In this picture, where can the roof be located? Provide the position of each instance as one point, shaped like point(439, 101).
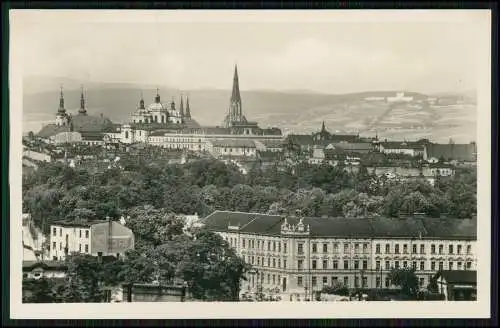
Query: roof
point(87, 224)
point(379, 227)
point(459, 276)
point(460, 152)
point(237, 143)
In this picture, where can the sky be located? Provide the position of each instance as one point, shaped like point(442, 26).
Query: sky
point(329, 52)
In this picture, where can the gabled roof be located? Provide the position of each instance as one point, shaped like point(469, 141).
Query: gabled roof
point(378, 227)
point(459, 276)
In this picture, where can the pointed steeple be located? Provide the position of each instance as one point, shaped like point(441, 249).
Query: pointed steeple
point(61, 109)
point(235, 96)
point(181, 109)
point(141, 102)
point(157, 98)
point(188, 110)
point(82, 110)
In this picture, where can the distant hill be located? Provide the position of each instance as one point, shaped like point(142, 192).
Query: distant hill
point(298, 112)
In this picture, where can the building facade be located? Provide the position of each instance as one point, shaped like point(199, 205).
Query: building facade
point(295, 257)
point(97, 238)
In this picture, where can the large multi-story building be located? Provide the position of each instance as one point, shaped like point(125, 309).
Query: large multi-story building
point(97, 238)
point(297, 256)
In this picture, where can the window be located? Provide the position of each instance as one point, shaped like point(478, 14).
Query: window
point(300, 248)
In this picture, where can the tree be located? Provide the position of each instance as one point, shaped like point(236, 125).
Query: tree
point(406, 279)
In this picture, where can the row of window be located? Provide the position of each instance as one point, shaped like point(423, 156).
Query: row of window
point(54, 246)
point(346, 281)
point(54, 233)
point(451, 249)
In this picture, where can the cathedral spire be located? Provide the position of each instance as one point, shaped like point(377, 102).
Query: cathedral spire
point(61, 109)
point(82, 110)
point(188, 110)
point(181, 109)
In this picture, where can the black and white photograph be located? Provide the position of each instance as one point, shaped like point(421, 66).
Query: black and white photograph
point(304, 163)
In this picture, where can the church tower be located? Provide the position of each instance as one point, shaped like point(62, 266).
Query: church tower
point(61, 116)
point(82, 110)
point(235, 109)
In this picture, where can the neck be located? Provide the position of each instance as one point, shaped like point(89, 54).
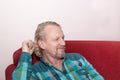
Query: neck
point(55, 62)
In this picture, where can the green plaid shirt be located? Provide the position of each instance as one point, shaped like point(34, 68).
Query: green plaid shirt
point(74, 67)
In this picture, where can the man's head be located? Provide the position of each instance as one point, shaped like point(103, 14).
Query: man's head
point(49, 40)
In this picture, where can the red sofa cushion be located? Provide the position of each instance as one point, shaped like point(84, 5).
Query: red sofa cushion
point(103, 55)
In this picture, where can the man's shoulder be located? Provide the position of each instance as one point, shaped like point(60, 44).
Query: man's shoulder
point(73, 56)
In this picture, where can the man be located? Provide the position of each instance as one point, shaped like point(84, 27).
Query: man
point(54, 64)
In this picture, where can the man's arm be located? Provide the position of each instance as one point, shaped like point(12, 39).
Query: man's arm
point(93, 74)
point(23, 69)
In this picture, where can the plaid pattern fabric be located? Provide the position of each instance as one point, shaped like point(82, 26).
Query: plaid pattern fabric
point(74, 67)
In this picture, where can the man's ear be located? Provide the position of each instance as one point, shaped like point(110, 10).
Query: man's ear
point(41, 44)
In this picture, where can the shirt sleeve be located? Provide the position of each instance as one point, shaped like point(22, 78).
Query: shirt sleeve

==

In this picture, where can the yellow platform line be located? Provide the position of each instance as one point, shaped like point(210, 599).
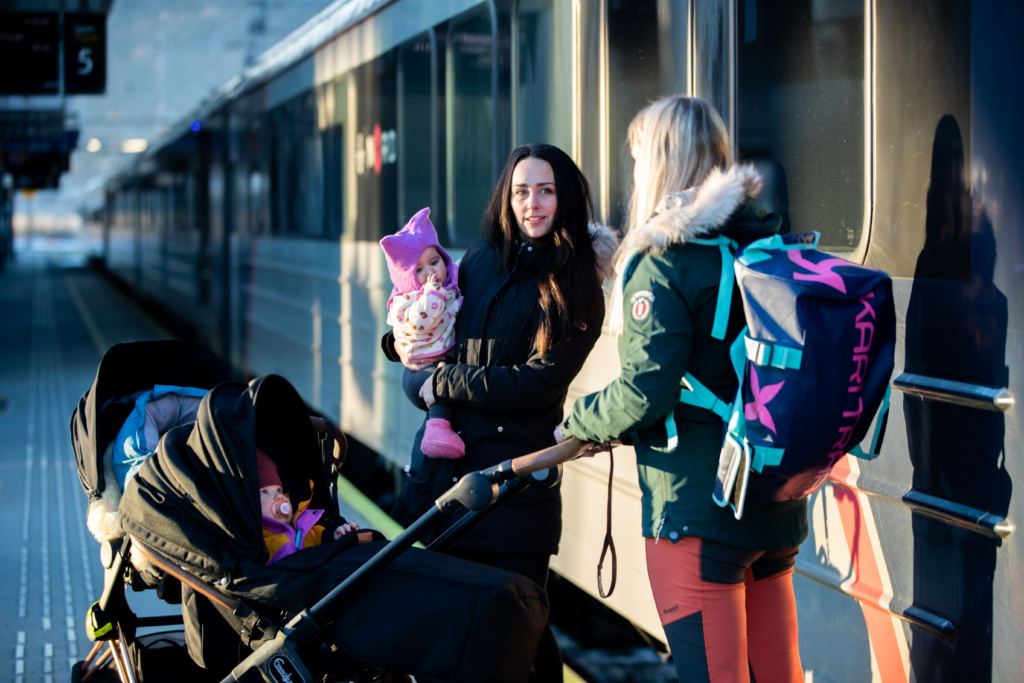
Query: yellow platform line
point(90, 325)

> **Goal**:
Copy out the records word for word, from the line containing "In this picture, where can the row" up to and including the line containing "point(103, 55)". Omit the pictures from your copy.

> **Solution**:
In this picture, where can the row of window be located? Provide the position of each instance as one point, shaped like point(423, 156).
Query: row of window
point(54, 246)
point(346, 281)
point(54, 233)
point(451, 249)
In this picture, where can the cathedral spire be located? Provide the position of each instance as one point, shaped like point(377, 102).
Query: cathedral spire
point(61, 109)
point(82, 110)
point(188, 110)
point(181, 109)
In this picture, where can the black and white photograph be located? Provide the position of each instance as one point, shaped like point(421, 66).
Query: black and white photograph
point(304, 163)
In this picture, where can the church tower be located? Provide the position of each instance as one point, shaped like point(62, 266).
Query: church tower
point(61, 116)
point(82, 110)
point(235, 109)
In this picture, where can the neck be located? Provide the position of each instance as one point, shaped like point(89, 54).
Query: neck
point(55, 62)
In this picture, where can the green plaid shirt be located? Provide the position of each instance as one point, shaped like point(34, 68).
Query: green plaid shirt
point(74, 67)
In this picture, where can the man's head be located? Provide the position of each instance as one point, shaped like point(103, 14).
Query: man's head
point(49, 40)
In this picture, where can the red sofa cushion be located? Provide the position of each instance as one point, shaped like point(84, 5).
Query: red sofa cushion
point(103, 55)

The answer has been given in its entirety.